REQUIRED TASK. Transcribe each record below word for word.

(Region annotation entries)

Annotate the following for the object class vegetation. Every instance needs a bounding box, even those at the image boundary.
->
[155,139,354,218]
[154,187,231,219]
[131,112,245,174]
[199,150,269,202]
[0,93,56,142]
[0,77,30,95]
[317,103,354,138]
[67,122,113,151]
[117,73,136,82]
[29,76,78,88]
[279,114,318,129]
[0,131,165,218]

REPLY TO THE TASK.
Annotate the following for the object class vegetation. Every instance needs a bounding box, even those at the image boundary.
->
[155,139,354,218]
[154,187,231,219]
[131,112,245,174]
[199,150,269,202]
[0,93,56,142]
[0,77,30,95]
[317,103,354,138]
[67,122,113,151]
[117,73,136,82]
[29,76,78,88]
[279,114,318,129]
[0,131,165,218]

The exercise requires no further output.